▸ Work required:
Some lines hold the string "beach". Copy all of them from the material that follows.

▸ Data:
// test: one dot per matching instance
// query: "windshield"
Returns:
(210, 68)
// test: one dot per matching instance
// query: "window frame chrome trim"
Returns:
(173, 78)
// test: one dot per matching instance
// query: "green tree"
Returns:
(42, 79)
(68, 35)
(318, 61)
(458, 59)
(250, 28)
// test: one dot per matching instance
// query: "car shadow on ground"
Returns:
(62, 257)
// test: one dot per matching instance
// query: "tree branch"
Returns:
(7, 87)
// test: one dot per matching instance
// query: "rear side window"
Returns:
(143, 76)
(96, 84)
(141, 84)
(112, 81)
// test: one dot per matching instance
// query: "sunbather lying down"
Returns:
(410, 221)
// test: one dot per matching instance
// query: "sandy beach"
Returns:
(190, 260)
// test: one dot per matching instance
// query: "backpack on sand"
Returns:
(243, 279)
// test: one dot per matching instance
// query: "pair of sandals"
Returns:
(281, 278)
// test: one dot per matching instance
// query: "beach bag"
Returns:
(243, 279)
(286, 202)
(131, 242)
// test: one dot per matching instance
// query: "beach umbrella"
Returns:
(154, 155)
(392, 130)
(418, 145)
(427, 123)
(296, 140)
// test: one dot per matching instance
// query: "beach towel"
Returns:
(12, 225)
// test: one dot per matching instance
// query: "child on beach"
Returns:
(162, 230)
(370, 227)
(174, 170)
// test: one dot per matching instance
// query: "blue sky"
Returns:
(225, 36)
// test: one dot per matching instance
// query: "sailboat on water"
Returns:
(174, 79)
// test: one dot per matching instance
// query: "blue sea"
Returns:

▸ Output of the exercise:
// query: "sandy beach"
// query: "beach bag"
// query: "beach umbrella"
// query: "beach towel"
// query: "child on beach"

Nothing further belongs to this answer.